◆ SET OF TASKS
1. According to the introduction on ARM and Imagination Technologies, what amount did Imagination Technologies pay to acquire MIPS Technologies?
2. From the introduction on ARM and Imagination Technologies, copy the stretch from "One of ARM’s" through "bundle pricing promotions.".
3. Write what comes next in the introduction on ARM and Imagination Technologies, picking up after its last sentence.

Introduction

One of ARM’s most tangible business advantages is its offer of both CPUs and GPUs to SoC designers. Anyone with experience in business to business relationships knows just how complex forming and maintaining a mutually beneficial collaboration can be. Setting up contracts, forming rapport, defining goals, and even just understanding documentation and technical content formatting all takes time. Unless there is significant benefit to investing in two different relationships and technologies, it is simpler (read: cheaper) to single source contributing components of a design. There are down sides of single sourcing (see Boeing 787 battery fiasco), but depending on a business’ capacity for risk, the savings are undeniable. Especially when ARM undoubtedly offers bundle pricing promotions.

When Imagination Technologies acquired MIPS Technologies in 2012 for $100 million, their goal was very clear – attack ARM. Imagination’s GPU business was already wildly successful, with design wins in a bevy of high end mobile devices including those from Samsung and Apple. Adding the CPU cores from MIPS, with their decades of history designing and licensing IP, strategically positioned Imagination opposite ARM’s licensing business. Imagination’s executives have also stated they are prepared to offer aggressive IP bundling discounts.

◆ INFORMATION SHOWN
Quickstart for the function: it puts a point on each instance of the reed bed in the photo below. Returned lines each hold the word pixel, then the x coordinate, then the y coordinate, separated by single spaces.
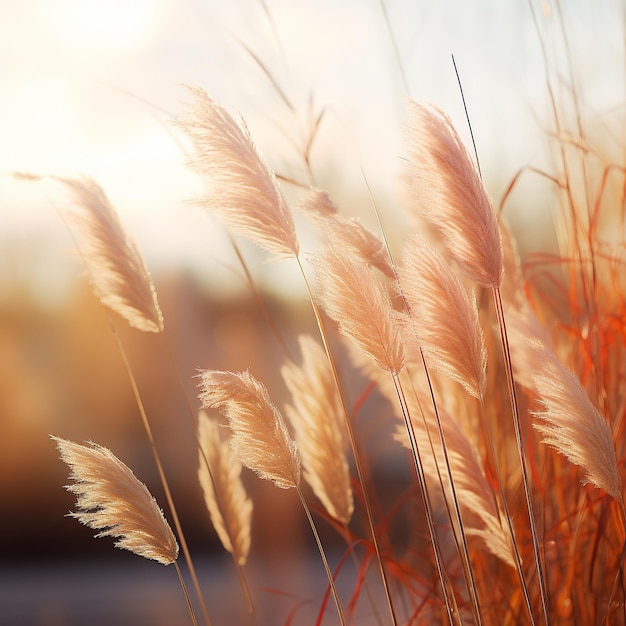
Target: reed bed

◆ PER-TASK OUTPUTS
1. $100 million

2.
One of ARM’s most tangible business advantages is its offer of both CPUs and GPUs to SoC designers. Anyone with experience in business to business relationships knows just how complex forming and maintaining a mutually beneficial collaboration can be. Setting up contracts, forming rapport, defining goals, and even just understanding documentation and technical content formatting all takes time. Unless there is significant benefit to investing in two different relationships and technologies, it is simpler (read: cheaper) to single source contributing components of a design. There are down sides of single sourcing (see Boeing 787 battery fiasco), but depending on a business’ capacity for risk, the savings are undeniable. Especially when ARM undoubtedly offers bundle pricing promotions.

3.
Looking at Imagination’s product, press, demos, and interviews, it appears they are not (yet?) positioning MIPS cores to combat ARM cores at the high end of the market. Rather, they appear focused on being a viable alternative to ARM in multi-threaded and low power workloads. In fact, the vast majority of MIPS cores are currently used in network infrastructure where threading and power efficiency are paramount.

Today MIPS is announcing a major launch: the Warrior I6400 core. Based on the 64-bit MIPS64 instruction set (release 6), the Warrior I6400 core is the middle-class CPU core in a family of three, each targeting a different point in the power/performance curve. Imagination is releasing the I6400 core last, which is at the middle of the pack balancing performance with power. Imagination has already released their high-end P56xx series and low-end M51xx series.

The most analogous ARM core to the I6400 appears to be the ARM Cortex-A53, but I6400 has some interesting features we haven’t seen in this market before and MIPS estimates it will deliver higher performance. I’ve produced a table here to help put performance in context. Note that only A57, A53, P5600, and I6400 are 64-bit processors.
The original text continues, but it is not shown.